▶ [Required action]: Please answer from the biography: from which university did Irene Condachi receive a specialist's degree in paediatrics in 1928?

▶ [Text provided]:
┄┄┄┄┄┄┄┄┄┄

- Born: 7 June 1899 Valletta, Malta
- Died: 3 September 1970 (aged 71) Pietà, Malta
- Occupation: physician
- Years active: 1928–1959

= Irene Condachi =

Maltese physician

Irene Condachi (7 June 1899 – 3 September 1970) was a Maltese physician, one of only two female doctors practicing on the island during World War II. One of the founders of the school medical service, she became the medical officer for the government school and is credited with eradicating scabies in the education system.

==Early life==
Irene Condachi was born in Malta on 7 June 1899. Her family were recent migrants to the island from Greece and her father, Constanino Condachi was a merchant. She was raised in the Greek Orthodox tradition, which had a more tolerant attitude to women working outside the home. In 1916, she began her medical studies at the University of Malta, but left after one year. A decade later, she graduated as a medical doctor from the University of Naples. Continuing her studies, Condachi received a specialist's degree in paediatrics in 1928 from the University of Pavia.

┄┄┄┄┄┄┄┄┄┄

▶ [Entries supplied]:
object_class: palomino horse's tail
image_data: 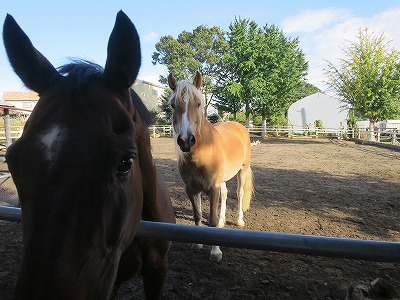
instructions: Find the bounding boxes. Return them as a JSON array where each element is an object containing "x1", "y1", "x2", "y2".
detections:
[{"x1": 242, "y1": 167, "x2": 254, "y2": 211}]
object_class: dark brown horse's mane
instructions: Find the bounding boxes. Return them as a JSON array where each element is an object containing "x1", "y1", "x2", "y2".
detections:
[{"x1": 57, "y1": 60, "x2": 153, "y2": 125}]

┄┄┄┄┄┄┄┄┄┄

▶ [Task answer]: The University of Pavia.